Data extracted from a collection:
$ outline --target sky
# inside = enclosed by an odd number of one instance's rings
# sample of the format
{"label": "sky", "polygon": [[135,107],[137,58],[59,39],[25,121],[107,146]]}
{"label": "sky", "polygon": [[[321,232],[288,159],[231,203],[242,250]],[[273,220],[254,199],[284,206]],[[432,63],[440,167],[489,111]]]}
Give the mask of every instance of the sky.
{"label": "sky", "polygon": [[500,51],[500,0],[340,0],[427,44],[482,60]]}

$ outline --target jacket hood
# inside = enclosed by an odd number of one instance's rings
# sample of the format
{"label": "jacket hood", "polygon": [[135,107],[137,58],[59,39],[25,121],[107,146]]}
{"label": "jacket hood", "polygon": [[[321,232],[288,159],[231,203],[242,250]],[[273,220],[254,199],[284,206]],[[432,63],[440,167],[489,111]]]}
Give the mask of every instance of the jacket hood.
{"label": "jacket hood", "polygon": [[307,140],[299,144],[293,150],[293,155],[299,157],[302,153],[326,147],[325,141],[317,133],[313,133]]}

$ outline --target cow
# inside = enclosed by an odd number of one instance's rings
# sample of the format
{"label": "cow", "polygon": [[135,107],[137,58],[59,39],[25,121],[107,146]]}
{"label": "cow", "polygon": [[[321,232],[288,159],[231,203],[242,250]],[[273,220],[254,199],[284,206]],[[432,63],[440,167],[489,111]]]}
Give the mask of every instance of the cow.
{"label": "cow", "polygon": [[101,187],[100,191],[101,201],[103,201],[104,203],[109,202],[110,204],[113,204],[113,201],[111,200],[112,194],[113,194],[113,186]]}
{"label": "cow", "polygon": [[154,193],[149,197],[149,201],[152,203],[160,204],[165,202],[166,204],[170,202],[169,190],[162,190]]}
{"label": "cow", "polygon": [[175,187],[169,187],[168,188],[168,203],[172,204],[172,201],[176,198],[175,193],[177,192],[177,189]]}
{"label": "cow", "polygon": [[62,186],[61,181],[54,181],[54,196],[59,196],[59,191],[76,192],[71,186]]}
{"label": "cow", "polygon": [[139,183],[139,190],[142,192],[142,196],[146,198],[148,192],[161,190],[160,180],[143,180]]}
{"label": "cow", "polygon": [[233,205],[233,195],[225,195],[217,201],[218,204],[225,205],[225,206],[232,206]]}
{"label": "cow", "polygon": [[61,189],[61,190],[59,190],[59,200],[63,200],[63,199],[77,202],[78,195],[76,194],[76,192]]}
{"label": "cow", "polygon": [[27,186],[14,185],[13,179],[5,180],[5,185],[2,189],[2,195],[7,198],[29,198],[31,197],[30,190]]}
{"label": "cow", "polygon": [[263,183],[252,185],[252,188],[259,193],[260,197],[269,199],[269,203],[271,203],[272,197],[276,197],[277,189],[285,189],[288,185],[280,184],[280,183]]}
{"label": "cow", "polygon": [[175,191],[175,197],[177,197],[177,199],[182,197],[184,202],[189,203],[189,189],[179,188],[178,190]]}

- [WHAT IS EXPECTED]: Set out the entries once more, word for word.

- [EXERCISE OUTPUT]:
$ outline --target sky
# inside = enclosed by an odd number of one instance's rings
# sample of the format
{"label": "sky", "polygon": [[135,107],[137,58],[59,39],[25,121],[107,146]]}
{"label": "sky", "polygon": [[[321,232],[288,159],[231,203],[242,250]],[[273,220],[254,199],[284,206]],[[432,63],[440,167],[489,111]]]}
Give the mask of every instance of the sky.
{"label": "sky", "polygon": [[500,51],[500,0],[340,0],[427,44],[482,60]]}

$ outline --target jacket hood
# inside = enclosed by an odd number of one instance's rings
# sample of the format
{"label": "jacket hood", "polygon": [[135,107],[137,58],[59,39],[25,121],[107,146]]}
{"label": "jacket hood", "polygon": [[[321,232],[288,159],[231,203],[242,250]],[[273,220],[254,199],[284,206]],[[432,63],[440,167],[489,111]]]}
Give the mask of every instance of the jacket hood.
{"label": "jacket hood", "polygon": [[307,140],[299,144],[293,150],[293,155],[299,157],[302,153],[326,147],[325,141],[317,133],[313,133]]}

$ outline --target cow
# inside = enclosed by an odd number of one instance's rings
# sample of the format
{"label": "cow", "polygon": [[135,107],[137,58],[59,39],[25,121],[107,146]]}
{"label": "cow", "polygon": [[[321,232],[288,159],[231,203],[242,250]],[[273,220],[254,199],[284,206]],[[432,63],[440,167],[489,111]]]}
Give the mask of every instance of the cow.
{"label": "cow", "polygon": [[101,187],[100,191],[101,201],[103,201],[104,203],[109,202],[110,204],[113,204],[113,201],[111,200],[112,194],[113,194],[113,186]]}
{"label": "cow", "polygon": [[154,193],[149,197],[149,201],[152,203],[160,204],[165,202],[166,204],[170,202],[169,190],[162,190]]}
{"label": "cow", "polygon": [[175,187],[169,187],[168,188],[168,203],[172,204],[172,201],[176,198],[175,193],[177,192],[177,189]]}
{"label": "cow", "polygon": [[62,186],[61,181],[54,181],[54,196],[59,196],[59,191],[76,192],[71,186]]}
{"label": "cow", "polygon": [[139,183],[139,190],[142,192],[142,196],[146,198],[148,192],[161,190],[160,180],[143,180]]}
{"label": "cow", "polygon": [[233,205],[233,195],[225,195],[217,201],[218,204],[225,205],[225,206],[232,206]]}
{"label": "cow", "polygon": [[61,189],[61,190],[59,190],[59,200],[63,200],[63,199],[77,202],[78,195],[76,194],[76,192]]}
{"label": "cow", "polygon": [[27,186],[14,185],[13,179],[5,180],[5,185],[2,189],[2,195],[7,198],[29,198],[31,197],[30,190]]}
{"label": "cow", "polygon": [[263,183],[252,185],[252,188],[259,193],[260,197],[269,199],[269,203],[271,203],[272,197],[276,197],[277,189],[285,189],[288,185],[280,184],[280,183]]}
{"label": "cow", "polygon": [[175,191],[175,197],[177,197],[177,199],[182,197],[184,202],[189,203],[189,189],[179,188],[178,190]]}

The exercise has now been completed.